Here’s what else is happening today:
Joe Biden doesn’t believe the House is winnable for Democrats, nor that there’s enough support for a measure to codify abortion rights into law.
The Senate plans to vote on a measure to codify same-sex marriage rights this week, after a conservative supreme court justice raised the possibility of the court reconsidering its ruling establishing the rights.
The January 6 committee is cleared to access the phone records of Arizona’s Republican party chair after the supreme court quashed a challenge to the lawmakers’ subpoena.
Mo Brooks was once one of Donald Trump’s closest allies, but has since joined the ranks of those who have fallen out with the former president.
The Alabama Republican congressman will retire at the end of this year, and in an interview with AL.com called on the party to dump the former president.
“It would be a bad mistake for the Republicans to have Donald Trump as their nominee in 2024,” said Brooks, who was the first congressman to object to the certification of the 2020 election. “Donald Trump has proven himself to be dishonest, disloyal, incompetent, crude and a lot of other things that alienate so many independents and Republicans. Even a candidate who campaigns from his basement can beat him.”
The bad blood between the two men stems from Trump’s withdrawn endorsement of Brooks for Alabama’s Senate seat, which was won last week by Republican Katie Britt. Brooks said Trump asked him to remove Joe Biden from office and elevate the ex-president back to power, which the congressman told him was illegal.
The Guardian’s Hugo Lowell reports on a new justice department filing in the Mar-a-Lago case, which claims Donald Trump kept classified documents at the resort, even after he left the White House:
Donald Trump retained documents bearing classification markings, along with communications from after his presidency, according to court filings describing the materials seized by the FBI as part of the ongoing criminal investigation into whether he mishandled national security information.
The former US president kept in the desk drawer of his office at the Mar-a-Lago property one document marked “secret” and one marked “confidential” alongside three communications from a book author, a religious leader and a pollster, dated after he departed the White House.
The mixed records could amount to evidence that Trump wilfully retained documents marked classified when he was no longer president as the justice department investigates unauthorised possession of national security materials, concealment of government records, and obstruction.

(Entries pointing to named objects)
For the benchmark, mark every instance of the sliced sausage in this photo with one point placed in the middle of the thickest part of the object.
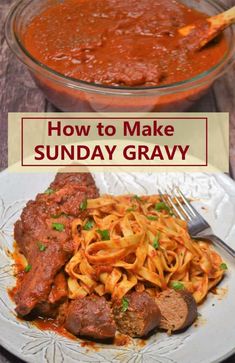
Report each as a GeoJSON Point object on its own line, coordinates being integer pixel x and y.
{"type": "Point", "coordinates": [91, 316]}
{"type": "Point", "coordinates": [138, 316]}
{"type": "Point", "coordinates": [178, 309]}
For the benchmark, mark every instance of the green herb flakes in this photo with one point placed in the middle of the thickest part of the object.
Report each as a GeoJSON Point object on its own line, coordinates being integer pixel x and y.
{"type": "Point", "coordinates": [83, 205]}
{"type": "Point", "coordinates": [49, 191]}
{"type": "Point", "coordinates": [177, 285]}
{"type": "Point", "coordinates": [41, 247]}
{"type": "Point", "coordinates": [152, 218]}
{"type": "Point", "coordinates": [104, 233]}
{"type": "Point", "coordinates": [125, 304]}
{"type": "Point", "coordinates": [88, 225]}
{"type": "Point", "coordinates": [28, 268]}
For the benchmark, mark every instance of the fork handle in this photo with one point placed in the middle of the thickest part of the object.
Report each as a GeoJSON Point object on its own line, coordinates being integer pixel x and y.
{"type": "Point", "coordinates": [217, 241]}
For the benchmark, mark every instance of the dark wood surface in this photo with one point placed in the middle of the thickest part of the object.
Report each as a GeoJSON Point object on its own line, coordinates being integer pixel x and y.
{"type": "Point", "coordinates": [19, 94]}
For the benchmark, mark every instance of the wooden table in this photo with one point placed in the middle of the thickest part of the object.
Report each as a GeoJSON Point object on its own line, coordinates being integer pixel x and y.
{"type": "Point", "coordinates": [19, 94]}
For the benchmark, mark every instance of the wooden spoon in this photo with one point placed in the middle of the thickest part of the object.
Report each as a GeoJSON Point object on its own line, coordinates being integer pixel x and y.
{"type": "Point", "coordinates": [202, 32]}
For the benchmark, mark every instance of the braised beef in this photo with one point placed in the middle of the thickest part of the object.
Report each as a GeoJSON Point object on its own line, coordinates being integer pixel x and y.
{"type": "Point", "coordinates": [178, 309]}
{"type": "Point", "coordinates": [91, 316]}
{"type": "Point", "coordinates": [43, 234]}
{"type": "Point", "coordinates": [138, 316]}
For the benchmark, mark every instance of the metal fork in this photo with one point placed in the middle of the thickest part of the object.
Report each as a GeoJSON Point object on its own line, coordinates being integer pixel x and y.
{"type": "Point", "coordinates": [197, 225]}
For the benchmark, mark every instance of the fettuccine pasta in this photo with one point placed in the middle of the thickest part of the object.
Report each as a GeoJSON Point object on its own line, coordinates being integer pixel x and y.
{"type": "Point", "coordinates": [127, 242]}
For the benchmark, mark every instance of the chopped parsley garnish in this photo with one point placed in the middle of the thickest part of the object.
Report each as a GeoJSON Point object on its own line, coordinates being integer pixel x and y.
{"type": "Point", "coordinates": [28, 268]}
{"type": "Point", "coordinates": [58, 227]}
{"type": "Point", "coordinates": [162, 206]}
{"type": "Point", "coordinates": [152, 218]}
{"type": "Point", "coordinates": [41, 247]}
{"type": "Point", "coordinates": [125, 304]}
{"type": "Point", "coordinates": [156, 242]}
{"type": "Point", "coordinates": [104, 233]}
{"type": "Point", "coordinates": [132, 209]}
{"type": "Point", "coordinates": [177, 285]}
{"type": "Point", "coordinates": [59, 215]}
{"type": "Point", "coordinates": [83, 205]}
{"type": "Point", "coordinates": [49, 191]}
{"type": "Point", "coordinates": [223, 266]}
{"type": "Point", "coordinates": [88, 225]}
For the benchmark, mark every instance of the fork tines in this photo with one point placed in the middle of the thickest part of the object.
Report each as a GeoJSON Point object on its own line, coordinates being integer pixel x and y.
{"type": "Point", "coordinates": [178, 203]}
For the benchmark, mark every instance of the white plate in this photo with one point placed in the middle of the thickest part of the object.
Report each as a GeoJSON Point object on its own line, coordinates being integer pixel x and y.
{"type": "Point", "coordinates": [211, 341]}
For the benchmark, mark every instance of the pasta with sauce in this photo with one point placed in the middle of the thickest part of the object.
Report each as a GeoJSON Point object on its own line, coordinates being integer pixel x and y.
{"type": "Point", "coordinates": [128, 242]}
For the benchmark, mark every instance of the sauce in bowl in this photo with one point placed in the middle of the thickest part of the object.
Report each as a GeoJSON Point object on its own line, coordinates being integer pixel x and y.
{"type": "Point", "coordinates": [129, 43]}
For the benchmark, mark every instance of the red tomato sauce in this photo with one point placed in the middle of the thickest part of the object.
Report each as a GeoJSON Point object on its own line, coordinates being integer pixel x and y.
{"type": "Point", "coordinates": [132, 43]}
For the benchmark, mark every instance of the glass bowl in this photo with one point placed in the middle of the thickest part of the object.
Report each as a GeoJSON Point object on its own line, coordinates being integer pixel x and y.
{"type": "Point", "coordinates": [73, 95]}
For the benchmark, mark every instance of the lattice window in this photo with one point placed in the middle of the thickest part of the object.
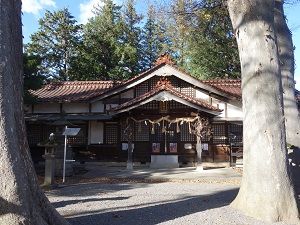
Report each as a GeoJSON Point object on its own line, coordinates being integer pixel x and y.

Jobs:
a: According to the political news roundup, who won Alabama's Senate seat last week?
b: Proceed with the political news roundup, picking up right after its final sentence.
The listing has no connection to the political news roundup.

Response list:
a: Republican Katie Britt won it.

b:
Mike Pence will on Tuesday release a memoir detailing his time in the Trump White House, and Martin Pengelly takes a look at what the former vice president reveals:
In his new book, Donald Trump’s vice-president, Mike Pence, protests his loyalty to his former boss but also levels criticisms that will acquire new potency as Trump prepares to announce another presidential run and the Republican party debates whether to stay loyal after disappointment in last week’s midterm elections.
According to Pence, Trump mishandled his response to a march staged by neo-Nazis in Charlottesville in August 2017, a costly error that Pence says could have been avoided had Pence called Trump before a fateful press conference in which Trump failed to condemn “the racists and antisemites in Charlottesville by name”.
Also in Pence’s judgment, “there was no reason for Trump not to call out Russia’s bad behaviour” early in his term while beset by investigations of Russian election interference on Trump’s behalf and links between Trump and Moscow.
“Acknowledging Russian meddling,” Pence writes, would not have “somehow cheapen[ed] our victory” over Hillary Clinton in 2016.
Pence does not stop there. Among other judgments which may anger his former boss, he says Trump’s claimed “perfect call” to Volodymyr Zelenskiy of Ukraine in 2019, the subject of Trump’s first impeachment after he withheld military aid in search of political dirt, was in fact “less than perfect” – if not, in Pence’s judgment, impeachable.
Supreme court lets January 6 committee access phone records of top AZ Republican
The January 6 committee can access the phone records of the chair of Arizona’s Republican party after the supreme court turned down an attempt to block the lawmakers’ subpoena:
NEW: Supreme Court rejects bid by Ariz GOP Chair Kelli Ward to block a Jan. 6 committee subpoena for her phone records. Thomas and Alito dissent. pic.twitter.com/g3IoSuuRuk
— Greg Stohr (@GregStohr) November 14, 2022
Clarence Thomas and Samuel Alito are two of the court’s most conservative justices, and objected to the court’s order.
Arizona was one of the states targeted by Donald Trump and his allies in the weeks after the 2020 election, as part of their effort to tamper with Joe Biden’s election victory.
Later this week, Republicans in the House and Senate are set to vote on who their leaders will be for the next two years, but the party’s weak showing in the midterms has sparked calls to delay the election.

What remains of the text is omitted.